Exercise details:
Judge each statement against the text below on Douglas Rushkoff and the Amish. Answer yes or no and quote the words from the text that decide it: (a) The Amish use steam-powered tractors fitted with steel wheels to keep them off roads. (b) The Amish ride in automobiles and own them. (c) Some Amish use the Internet from home.

Excerpted text:
Might not technology continue to hold us in its thrall even if capitalism were somehow to melt down, be overthrown, or overhaul itself? Would the virtualization of human experience continue apace or would we become more grounded in space and time? Would we take charge of our future or simply adapt to our bespoke infrastructure, as our species apparently always has done? Douglas Rushkoff offers no sure remedies, only the hope that by grounding ourselves in the here and now we can reaffirm our commonality and build a more humane society, one unmediated connection at a time.
Find the others, section 100 exhorts. Get together. De-program yourselves from apps of obeisance. Liberate the commons from the enclosures of passive investors. Together, develop collective immunity against the memes and algorithms of the matrix.
It sounds a lot like socialist revolution, yet strongly resembles how Amish communities successfully function within, yet apart from, modernity. They are inveterate tinkerers and inventors who cautiously, deliberately adopt and adapt technologies in accord with their mores in steampunk fashion—sometimes literally. There are steam-powered tractors (mounted with steel wheels to keep them off of roads) and horse-drawn diesel-powered threshers to harvest corn (possibly grown from GMO seeds).[3] They equip themselves with off-the-grid generators to run pneumatic machine tools and even kitchen appliances on compressed air. They converse on phones and ride in automobiles, but eschew owning them. Some even use cell phones and the Internet, but never from home. They are conscious consumers who caution their young folk to take it slow when cool new gadgets beckon, taking however much time they need—decades, sometimes—to decide, typically through a consensus of elders, what is compatible with their values. Faith and social structures dictate what sustains them, not Wall Street, Silicon Valley, or the siren song of consumerism.
This is as it should be for the rest of us, at least as long as the wheels of industry and finance revolve about money markets rather than the commonweal. Retrieving our humanity from our corporate overlords will take much re-education, ingenuity, exertion, courage, and collective spirit . As Rushkoff likes to say, “Being human is a team sport,” one in which cooperation is mutual, competition is friendly, winners are generous, and losers aren’t vanquished. Keep finding the others.
Originally published in The Technoskeptic, April 25, 2019
(From book) Named one of the world’s most influential thought leaders, Douglas Rushkoff is an award-winning author, broadcaster, and documentarian who studies human anatomy in the digital age. The host of the popular Team Human podcasts, Rushkoff has written 20 books, including the bestsellers Present Shock and Program or Be Programmed; written regular columns for Medium, CNN, Daily Beast, and The Guardian; and made the PBS Frontline documentaries “Generation Like” and “Merchants of Cool.” Rushkoff coined such concepts as “viral media” and “social currency,” and he has been a leading voice for applying digital media toward social end economic justice. He is a research fellow of the Institute for the Future and founder of the Laboratory for Digital Humanism at CUNY/Queens, where he is a professor of media theory and digital economics. He lives in Hastings-on-Hudson, New York.
[1] Kevin Kelly in What Technology Wants (Viking Press, 2010, 416 p) calls the sum total of our technology the Technium and regards it as a purposeful Seventh Kingdom of life, even going so far as to say certain technologies are “inevitable.” Perhaps they are under our operating system, but not necessarily under other ones.
[2] Marjorie Kelly, Owning Our Future: The Emerging Ownership Revolution (Berrett-Koehler Publishers, 2012, 246 p.)

Supplied records:

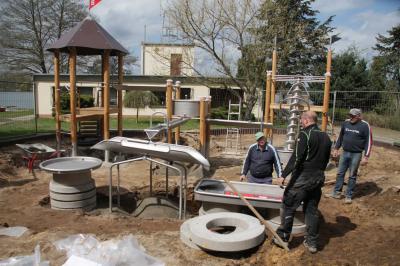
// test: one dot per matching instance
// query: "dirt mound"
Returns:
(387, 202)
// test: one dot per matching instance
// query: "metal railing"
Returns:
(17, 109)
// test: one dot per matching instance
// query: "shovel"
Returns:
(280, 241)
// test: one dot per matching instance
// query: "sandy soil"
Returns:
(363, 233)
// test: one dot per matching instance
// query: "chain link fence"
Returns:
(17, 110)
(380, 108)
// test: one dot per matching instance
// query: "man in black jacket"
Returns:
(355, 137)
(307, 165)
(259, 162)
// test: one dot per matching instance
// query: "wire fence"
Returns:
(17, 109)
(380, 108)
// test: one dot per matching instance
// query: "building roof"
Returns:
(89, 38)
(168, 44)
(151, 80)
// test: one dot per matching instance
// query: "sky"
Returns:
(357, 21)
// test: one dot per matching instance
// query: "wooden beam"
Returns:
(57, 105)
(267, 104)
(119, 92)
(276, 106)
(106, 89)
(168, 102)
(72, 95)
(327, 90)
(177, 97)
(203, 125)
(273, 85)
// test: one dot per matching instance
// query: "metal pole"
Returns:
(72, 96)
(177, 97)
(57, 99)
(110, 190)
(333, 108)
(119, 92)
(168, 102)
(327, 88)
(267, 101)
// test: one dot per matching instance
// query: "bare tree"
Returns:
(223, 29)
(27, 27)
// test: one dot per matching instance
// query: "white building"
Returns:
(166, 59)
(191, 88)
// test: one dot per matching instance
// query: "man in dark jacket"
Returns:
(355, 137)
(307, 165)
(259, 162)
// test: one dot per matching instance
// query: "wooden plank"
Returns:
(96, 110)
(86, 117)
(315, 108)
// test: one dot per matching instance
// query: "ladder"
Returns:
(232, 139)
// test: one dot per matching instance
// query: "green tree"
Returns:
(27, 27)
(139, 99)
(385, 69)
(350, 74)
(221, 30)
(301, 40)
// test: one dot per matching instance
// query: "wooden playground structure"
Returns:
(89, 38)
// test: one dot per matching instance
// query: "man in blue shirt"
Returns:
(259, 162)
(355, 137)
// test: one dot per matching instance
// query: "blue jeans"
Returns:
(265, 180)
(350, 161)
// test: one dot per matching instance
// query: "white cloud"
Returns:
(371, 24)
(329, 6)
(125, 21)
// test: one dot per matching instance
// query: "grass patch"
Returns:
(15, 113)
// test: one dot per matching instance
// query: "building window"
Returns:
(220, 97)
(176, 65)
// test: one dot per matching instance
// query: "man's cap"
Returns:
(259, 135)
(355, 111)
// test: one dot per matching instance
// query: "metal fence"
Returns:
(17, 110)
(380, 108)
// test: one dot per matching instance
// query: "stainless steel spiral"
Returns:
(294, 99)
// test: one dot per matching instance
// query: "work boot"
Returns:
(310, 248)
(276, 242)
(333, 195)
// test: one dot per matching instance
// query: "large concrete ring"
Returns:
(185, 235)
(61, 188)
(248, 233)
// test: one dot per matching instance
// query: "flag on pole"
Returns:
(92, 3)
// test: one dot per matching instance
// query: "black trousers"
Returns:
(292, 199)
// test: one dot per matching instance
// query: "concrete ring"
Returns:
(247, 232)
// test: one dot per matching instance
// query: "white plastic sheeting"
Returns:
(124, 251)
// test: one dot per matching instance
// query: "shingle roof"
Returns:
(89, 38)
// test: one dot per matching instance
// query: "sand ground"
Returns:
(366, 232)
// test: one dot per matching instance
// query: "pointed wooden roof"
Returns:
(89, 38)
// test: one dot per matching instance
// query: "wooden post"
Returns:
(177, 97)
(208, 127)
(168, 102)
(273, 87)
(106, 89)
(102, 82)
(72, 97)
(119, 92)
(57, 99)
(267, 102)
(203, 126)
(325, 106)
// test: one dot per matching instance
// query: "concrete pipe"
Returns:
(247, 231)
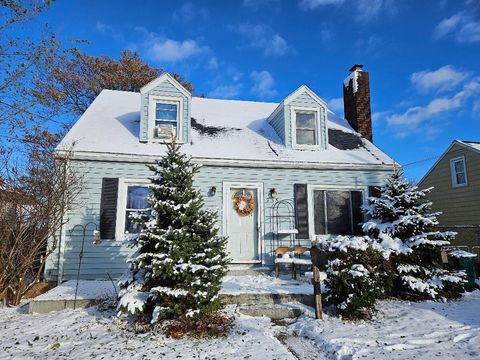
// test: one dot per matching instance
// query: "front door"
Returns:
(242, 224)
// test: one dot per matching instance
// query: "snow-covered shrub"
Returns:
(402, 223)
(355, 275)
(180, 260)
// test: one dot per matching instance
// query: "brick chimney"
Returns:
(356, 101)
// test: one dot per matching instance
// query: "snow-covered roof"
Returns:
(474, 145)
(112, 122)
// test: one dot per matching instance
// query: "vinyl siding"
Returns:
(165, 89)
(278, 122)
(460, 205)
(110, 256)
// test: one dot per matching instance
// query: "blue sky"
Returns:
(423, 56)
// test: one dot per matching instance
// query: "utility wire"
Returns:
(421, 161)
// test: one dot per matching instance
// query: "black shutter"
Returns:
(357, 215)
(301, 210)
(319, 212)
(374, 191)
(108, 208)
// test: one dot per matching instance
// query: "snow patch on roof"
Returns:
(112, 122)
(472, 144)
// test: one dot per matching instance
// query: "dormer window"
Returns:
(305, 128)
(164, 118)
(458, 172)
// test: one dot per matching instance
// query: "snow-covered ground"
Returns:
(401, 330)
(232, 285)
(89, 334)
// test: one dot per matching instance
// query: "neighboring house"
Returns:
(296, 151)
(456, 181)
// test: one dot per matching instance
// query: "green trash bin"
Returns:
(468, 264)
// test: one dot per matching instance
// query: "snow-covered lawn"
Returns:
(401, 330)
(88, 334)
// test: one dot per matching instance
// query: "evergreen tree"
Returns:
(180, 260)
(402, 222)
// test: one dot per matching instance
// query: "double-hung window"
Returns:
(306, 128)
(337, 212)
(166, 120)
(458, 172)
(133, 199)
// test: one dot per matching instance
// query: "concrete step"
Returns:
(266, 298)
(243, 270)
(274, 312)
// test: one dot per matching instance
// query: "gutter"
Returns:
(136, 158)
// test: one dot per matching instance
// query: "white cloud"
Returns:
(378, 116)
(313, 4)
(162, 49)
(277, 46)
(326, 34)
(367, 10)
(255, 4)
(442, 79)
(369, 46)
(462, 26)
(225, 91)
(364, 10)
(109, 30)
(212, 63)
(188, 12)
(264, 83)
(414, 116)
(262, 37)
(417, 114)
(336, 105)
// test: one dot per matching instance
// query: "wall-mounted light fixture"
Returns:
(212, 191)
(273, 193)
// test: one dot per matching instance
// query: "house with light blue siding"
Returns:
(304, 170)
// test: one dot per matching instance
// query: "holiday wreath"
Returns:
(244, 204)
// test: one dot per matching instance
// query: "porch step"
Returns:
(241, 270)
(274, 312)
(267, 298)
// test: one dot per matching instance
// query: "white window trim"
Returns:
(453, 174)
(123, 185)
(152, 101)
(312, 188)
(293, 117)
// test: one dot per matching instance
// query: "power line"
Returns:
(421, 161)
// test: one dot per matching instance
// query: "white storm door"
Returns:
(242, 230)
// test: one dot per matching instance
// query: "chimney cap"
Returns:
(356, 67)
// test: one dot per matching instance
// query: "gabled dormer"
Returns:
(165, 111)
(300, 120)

Response area:
(a) Yes: "There are steam-powered tractors (mounted with steel wheels to keep them off of roads)"
(b) No: "They converse on phones and ride in automobiles, but eschew owning them."
(c) No: "Some even use cell phones and the Internet, but never from home."